Directive: Please edit the lines below so that "largest disc" becomes "biggest circle" everywhere, keeping everything else unchanged. Leave the pictures out of your answer.

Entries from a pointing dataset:
====
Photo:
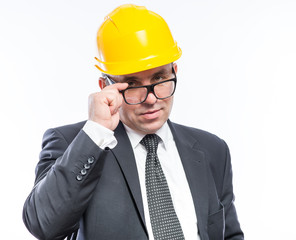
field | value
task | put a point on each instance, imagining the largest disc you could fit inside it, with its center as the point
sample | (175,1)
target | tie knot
(150,142)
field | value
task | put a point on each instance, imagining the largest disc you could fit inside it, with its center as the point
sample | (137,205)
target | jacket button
(91,160)
(83,172)
(86,166)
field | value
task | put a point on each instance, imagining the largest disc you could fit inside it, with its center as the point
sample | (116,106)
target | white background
====
Exercise output:
Photo:
field | value
task | put a point on each instance, imagining the biggest circle you could fit inside it, with its center as the point
sample | (175,1)
target | tie knot
(150,142)
field | value
task | put a point on each instance, imagining the biggest circle you could fit inside it, with its center as the point
sample | (137,205)
target | jacket button
(91,160)
(83,172)
(86,166)
field | value
task | put a point on each instance, imagining the biggest circle you could fit inside it, with its center as the point
sample | (116,106)
target | white background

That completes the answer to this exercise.